## Texto extraído:
*****
La resurrección da sentido a todo, a la cruz, a la muerte; es la razón de todo y es el término de todo. La vida de Cristo no termina en el Viernes Santo, sino en el Domingo de Gloria. De igual forma la vida del cristiano, aunque esté marcada por y con la cruz, va a terminar no en la muerte, sino en la vida. Los ojos del cristiano, no solo tienen que mirar a la Dolorosa o al Crucificado, sino al Resucitado. La gran prueba de que Cristo ha resucitado es que está vivo en el corazón de los cristianos y es causa de alegría, gozo y esperanza. Todo en la Pascua se reduce y se expresa en una palabra: «Aleluya». Este es el grito de todos los creyentes, conscientes de la certeza del triunfo de la vida sobre la muerte, de la gracia sobre el pecado. No será el «ars amandi, sino la resurrección de Cristo lo que dará un nuevo viento que purifique el mundo actual» (Bonhöeffer).

Cristo ha resucitado, así lo creen millones de personas. No necesitan pruebas, porque «la gran prueba definitiva de que Cristo ha resucitado es la transformación de aquel grupo de pescadores ignorantes y atemorizados, cuyo líder ha sido ejecutado a las puertas de Jerusalén, la confluencia de sus testimonios. Jesús ahora atraviesa paredes, está y no está, despierta la duda o inflama el corazón» (M. Lamet).

sábado, 8 de abril de 2017

La sabiduría de la cruz


Hay muchas clases de cruces. Hay cruces de oro, de plata, incluso para condecorar con ellas algún mérito. Hay cruces inevitables: la edad, el clima, la convivencia, el trabajo.
*****
## Datos de origen:
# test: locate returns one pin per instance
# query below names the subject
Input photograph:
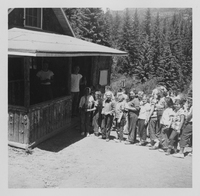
*****
## Consigna A:
En el texto sobre la resurrección, ¿con qué palabra se resume y se expresa todo en la Pascua?
## Consigna B:
Resume en menos palabras el párrafo del texto sobre la resurrección que empieza con «Cristo ha resucitado, así lo creen», sin perder sus datos principales.

## Respuesta escrita A:
Con la palabra «Aleluya».

## Respuesta escrita B:
Millones de personas creen, sin pedir pruebas, que Cristo ha resucitado. Según M. Lamet, la prueba definitiva es el cambio de aquel grupo de pescadores ignorantes y asustados, cuyo líder fue ejecutado a las puertas de Jerusalén, y la coincidencia de sus testimonios. Jesús ahora atraviesa paredes, está y no está, y despierta la duda o inflama el corazón.